--- Provided records ---

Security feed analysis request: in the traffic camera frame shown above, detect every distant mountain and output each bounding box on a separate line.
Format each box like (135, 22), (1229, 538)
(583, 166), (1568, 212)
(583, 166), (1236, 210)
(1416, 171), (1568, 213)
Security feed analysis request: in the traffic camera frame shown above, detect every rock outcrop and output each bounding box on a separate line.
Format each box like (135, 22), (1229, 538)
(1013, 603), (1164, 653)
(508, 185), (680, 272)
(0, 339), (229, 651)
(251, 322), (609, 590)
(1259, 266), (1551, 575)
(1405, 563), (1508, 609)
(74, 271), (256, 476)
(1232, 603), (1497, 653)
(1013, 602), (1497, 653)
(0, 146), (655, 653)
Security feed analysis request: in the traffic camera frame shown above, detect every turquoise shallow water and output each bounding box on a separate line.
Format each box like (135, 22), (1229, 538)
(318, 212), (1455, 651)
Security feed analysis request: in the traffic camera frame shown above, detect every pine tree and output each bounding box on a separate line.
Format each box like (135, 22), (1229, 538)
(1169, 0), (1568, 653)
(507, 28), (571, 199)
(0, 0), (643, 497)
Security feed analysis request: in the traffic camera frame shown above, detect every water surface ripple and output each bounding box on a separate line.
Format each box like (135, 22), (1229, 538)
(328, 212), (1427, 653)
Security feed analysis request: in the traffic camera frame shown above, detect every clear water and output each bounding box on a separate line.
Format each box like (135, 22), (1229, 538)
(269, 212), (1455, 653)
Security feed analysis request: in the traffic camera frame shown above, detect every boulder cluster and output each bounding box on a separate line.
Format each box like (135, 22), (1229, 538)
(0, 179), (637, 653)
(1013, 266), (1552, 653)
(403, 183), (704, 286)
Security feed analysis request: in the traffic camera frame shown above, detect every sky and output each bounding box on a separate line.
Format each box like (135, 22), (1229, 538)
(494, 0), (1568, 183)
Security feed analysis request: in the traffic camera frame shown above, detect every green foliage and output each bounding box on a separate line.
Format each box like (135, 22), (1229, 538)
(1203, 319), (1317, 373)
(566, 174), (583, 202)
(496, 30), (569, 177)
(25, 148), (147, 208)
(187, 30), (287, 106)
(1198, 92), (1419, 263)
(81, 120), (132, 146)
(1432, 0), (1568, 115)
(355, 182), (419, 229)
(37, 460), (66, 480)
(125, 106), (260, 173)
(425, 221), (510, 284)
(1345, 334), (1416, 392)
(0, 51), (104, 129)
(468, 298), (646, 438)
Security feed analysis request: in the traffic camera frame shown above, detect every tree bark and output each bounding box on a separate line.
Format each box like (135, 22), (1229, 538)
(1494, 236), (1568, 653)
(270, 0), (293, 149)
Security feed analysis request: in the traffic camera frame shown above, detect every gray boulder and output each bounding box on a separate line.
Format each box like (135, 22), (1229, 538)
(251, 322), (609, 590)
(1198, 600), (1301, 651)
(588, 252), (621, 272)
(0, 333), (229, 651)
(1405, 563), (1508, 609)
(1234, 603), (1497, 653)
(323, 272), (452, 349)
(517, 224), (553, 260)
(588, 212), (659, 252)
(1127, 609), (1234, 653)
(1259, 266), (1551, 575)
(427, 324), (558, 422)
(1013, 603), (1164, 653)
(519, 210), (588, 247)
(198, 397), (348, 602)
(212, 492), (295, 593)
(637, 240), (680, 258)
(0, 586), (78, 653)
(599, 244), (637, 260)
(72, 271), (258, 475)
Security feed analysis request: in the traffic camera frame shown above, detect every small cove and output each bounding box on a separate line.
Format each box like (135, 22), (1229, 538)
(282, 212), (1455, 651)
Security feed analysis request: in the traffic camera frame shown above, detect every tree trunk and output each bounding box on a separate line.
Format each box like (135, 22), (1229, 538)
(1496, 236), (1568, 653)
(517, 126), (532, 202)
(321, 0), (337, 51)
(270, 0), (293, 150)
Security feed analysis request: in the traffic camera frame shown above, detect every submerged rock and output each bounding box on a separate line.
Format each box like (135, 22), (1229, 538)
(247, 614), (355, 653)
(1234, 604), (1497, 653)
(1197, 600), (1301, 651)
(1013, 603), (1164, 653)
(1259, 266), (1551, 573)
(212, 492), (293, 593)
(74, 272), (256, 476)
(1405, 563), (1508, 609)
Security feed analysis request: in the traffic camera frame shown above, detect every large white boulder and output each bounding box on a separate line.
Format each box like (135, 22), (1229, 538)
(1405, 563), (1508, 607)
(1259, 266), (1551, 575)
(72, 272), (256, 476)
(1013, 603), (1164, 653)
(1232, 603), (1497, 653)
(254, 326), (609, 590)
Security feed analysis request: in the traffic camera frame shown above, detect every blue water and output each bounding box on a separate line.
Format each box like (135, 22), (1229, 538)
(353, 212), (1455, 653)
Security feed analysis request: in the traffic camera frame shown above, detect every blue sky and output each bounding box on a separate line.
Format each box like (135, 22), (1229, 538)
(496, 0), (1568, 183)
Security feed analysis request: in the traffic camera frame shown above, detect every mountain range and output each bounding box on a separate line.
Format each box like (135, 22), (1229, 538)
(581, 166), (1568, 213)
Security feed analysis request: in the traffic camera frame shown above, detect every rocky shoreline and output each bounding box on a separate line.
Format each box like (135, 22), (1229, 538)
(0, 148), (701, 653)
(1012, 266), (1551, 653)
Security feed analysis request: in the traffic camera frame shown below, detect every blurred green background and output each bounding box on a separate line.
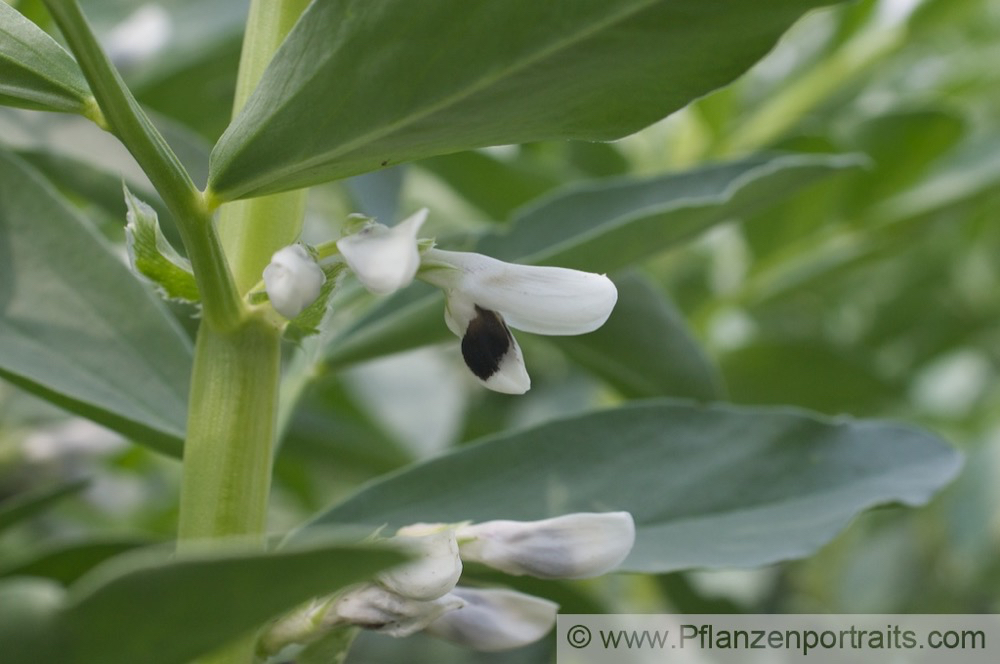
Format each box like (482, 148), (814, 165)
(0, 0), (1000, 662)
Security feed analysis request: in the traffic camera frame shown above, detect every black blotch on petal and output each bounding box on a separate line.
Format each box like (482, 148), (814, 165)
(462, 305), (514, 380)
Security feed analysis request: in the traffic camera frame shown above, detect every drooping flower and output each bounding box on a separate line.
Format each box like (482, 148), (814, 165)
(426, 587), (559, 652)
(457, 512), (635, 579)
(337, 208), (427, 295)
(264, 244), (326, 318)
(378, 528), (462, 600)
(420, 249), (618, 394)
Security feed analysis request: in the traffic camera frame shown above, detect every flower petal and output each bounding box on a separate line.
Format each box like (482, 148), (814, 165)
(378, 530), (462, 600)
(264, 244), (326, 318)
(458, 512), (635, 579)
(427, 587), (559, 652)
(423, 249), (618, 335)
(337, 208), (427, 295)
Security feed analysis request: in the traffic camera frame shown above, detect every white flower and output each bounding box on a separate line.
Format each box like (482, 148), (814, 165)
(378, 529), (462, 600)
(427, 587), (559, 652)
(264, 244), (326, 318)
(420, 249), (618, 394)
(337, 208), (427, 295)
(332, 583), (465, 636)
(105, 4), (174, 68)
(458, 512), (635, 579)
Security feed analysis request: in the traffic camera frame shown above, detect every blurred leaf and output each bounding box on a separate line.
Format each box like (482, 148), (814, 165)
(0, 2), (92, 113)
(0, 152), (191, 454)
(124, 0), (247, 142)
(0, 480), (87, 531)
(554, 272), (723, 401)
(852, 109), (967, 200)
(210, 0), (844, 199)
(4, 541), (402, 664)
(327, 155), (864, 365)
(304, 401), (961, 572)
(0, 537), (154, 585)
(871, 136), (1000, 220)
(344, 166), (406, 225)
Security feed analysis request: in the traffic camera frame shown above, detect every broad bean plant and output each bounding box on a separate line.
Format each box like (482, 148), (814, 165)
(0, 0), (961, 664)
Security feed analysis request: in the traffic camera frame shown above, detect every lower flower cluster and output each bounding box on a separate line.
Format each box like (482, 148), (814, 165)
(261, 512), (635, 654)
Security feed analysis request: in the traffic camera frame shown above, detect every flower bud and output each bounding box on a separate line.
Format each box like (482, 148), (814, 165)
(264, 244), (326, 318)
(337, 208), (427, 295)
(427, 587), (559, 652)
(378, 529), (462, 600)
(326, 583), (465, 636)
(458, 512), (635, 579)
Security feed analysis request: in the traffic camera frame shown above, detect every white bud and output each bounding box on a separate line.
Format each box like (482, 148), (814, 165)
(427, 587), (559, 652)
(458, 512), (635, 579)
(337, 208), (427, 295)
(326, 583), (465, 636)
(264, 244), (326, 318)
(105, 3), (174, 68)
(378, 529), (462, 600)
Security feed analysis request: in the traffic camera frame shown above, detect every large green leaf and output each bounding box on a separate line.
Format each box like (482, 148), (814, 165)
(0, 542), (402, 664)
(306, 401), (960, 572)
(0, 152), (191, 454)
(328, 155), (865, 364)
(209, 0), (844, 199)
(0, 2), (92, 113)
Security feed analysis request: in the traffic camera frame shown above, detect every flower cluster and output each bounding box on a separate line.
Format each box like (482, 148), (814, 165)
(261, 512), (635, 653)
(265, 209), (618, 394)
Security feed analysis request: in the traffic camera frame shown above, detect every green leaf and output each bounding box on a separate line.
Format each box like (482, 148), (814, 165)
(0, 2), (93, 113)
(305, 400), (961, 572)
(0, 480), (87, 531)
(209, 0), (848, 200)
(0, 152), (191, 454)
(124, 187), (201, 303)
(554, 272), (722, 401)
(4, 541), (403, 664)
(0, 537), (155, 585)
(0, 577), (67, 664)
(328, 155), (866, 365)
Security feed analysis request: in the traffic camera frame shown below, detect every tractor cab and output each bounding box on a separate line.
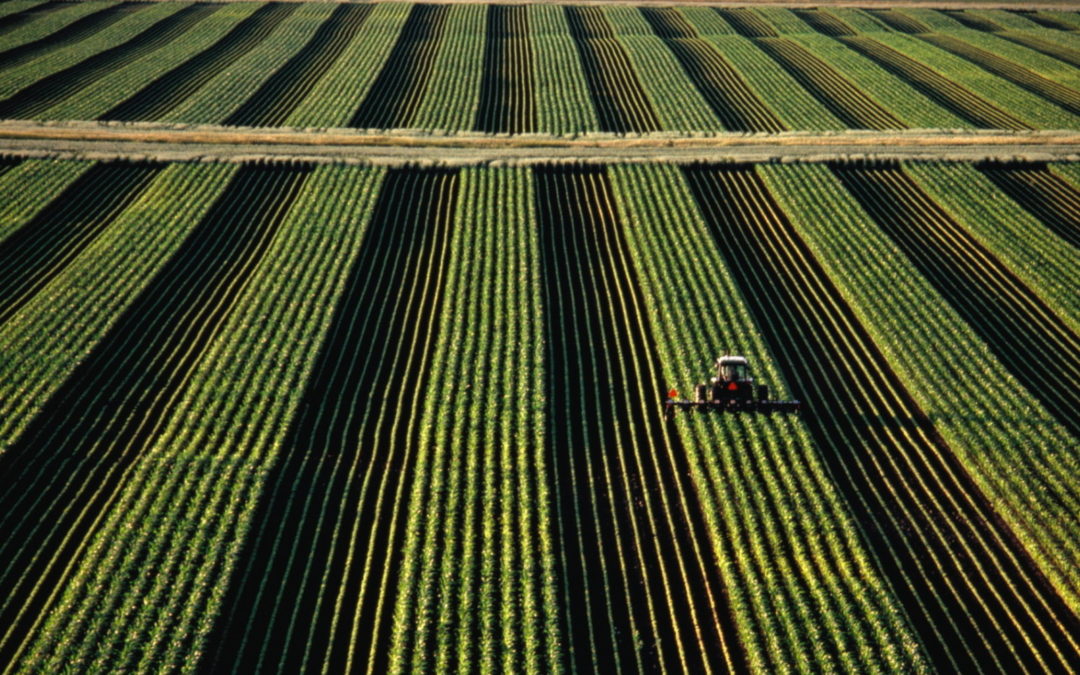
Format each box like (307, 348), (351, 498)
(665, 355), (802, 414)
(716, 356), (753, 382)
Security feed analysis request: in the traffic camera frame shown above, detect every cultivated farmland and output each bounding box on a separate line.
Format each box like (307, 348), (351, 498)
(0, 0), (1080, 673)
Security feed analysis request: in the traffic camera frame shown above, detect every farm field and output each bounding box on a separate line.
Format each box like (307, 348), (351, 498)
(0, 0), (1080, 674)
(0, 159), (1080, 672)
(0, 0), (1080, 130)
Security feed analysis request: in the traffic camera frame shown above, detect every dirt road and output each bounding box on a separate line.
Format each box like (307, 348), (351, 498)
(0, 120), (1080, 165)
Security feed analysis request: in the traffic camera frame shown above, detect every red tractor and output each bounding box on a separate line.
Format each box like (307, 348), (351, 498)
(664, 356), (802, 415)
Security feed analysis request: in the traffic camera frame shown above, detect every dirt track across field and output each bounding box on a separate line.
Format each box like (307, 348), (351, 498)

---

> [Job]: Output as a JSON list of strings, one string per line and no blank lines, the lines of the records beginning with the one containing "every blue sky" and continuing through the one containing "(496, 0), (1568, 183)".

> [Response below]:
[
  "Security feed analysis request: in the traffic camera frame shown above, detect every blue sky and output each bounding box on a separate line.",
  "Format each box like (135, 22), (1229, 538)",
  "(496, 0), (1568, 183)"
]